__What to produce__: Update the entries starting at the line that contains "the collared lizard." and ending at the end of the entries, replacing "collared" with "leopard" and leaving everything else unchanged.

__Raw data__:

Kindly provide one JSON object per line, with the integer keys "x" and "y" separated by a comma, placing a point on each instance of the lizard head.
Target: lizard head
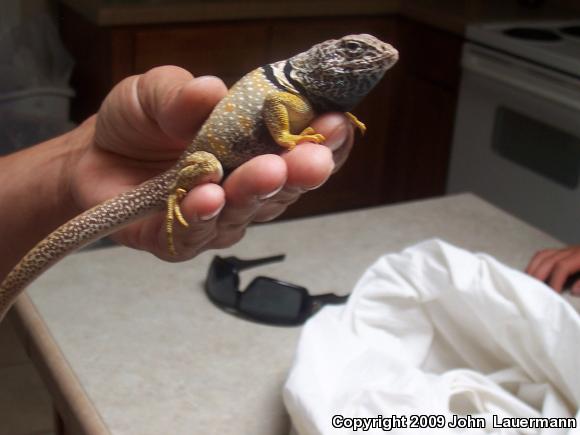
{"x": 338, "y": 73}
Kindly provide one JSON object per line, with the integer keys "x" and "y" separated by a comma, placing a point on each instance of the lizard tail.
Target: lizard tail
{"x": 87, "y": 227}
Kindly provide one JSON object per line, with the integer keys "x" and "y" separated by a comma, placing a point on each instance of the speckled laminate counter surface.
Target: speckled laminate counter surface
{"x": 130, "y": 345}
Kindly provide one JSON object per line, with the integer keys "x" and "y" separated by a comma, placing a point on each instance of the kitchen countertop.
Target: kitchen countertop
{"x": 450, "y": 15}
{"x": 128, "y": 344}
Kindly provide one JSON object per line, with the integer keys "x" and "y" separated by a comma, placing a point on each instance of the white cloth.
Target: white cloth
{"x": 436, "y": 330}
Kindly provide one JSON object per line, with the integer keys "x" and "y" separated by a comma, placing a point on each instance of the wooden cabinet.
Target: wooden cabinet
{"x": 409, "y": 115}
{"x": 421, "y": 130}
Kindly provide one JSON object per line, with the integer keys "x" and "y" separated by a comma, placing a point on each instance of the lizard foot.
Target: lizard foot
{"x": 174, "y": 212}
{"x": 290, "y": 141}
{"x": 362, "y": 128}
{"x": 198, "y": 168}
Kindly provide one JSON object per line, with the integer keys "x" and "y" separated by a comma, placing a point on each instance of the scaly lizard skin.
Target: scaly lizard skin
{"x": 267, "y": 111}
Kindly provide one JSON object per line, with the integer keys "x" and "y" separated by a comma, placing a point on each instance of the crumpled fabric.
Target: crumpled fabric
{"x": 438, "y": 333}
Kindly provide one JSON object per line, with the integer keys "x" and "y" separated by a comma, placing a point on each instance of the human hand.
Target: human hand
{"x": 144, "y": 125}
{"x": 556, "y": 267}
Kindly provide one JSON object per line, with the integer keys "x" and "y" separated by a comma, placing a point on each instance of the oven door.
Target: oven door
{"x": 517, "y": 140}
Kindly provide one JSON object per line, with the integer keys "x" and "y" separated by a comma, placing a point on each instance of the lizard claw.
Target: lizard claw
{"x": 174, "y": 211}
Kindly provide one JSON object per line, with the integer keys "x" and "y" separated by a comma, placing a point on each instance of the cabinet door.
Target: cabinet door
{"x": 226, "y": 50}
{"x": 421, "y": 130}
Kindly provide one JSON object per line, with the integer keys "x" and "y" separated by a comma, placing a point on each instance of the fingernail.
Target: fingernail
{"x": 270, "y": 195}
{"x": 210, "y": 216}
{"x": 315, "y": 187}
{"x": 338, "y": 137}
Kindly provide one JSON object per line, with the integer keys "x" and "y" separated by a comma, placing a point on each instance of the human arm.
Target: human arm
{"x": 557, "y": 267}
{"x": 142, "y": 127}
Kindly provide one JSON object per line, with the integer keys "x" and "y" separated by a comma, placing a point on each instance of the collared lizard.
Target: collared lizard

__Written solution__:
Kindly provide one JSON object per line, with the integer keys "x" and "y" separated by a comma, placing a point on each instance of the leopard lizard.
Target: leopard lizard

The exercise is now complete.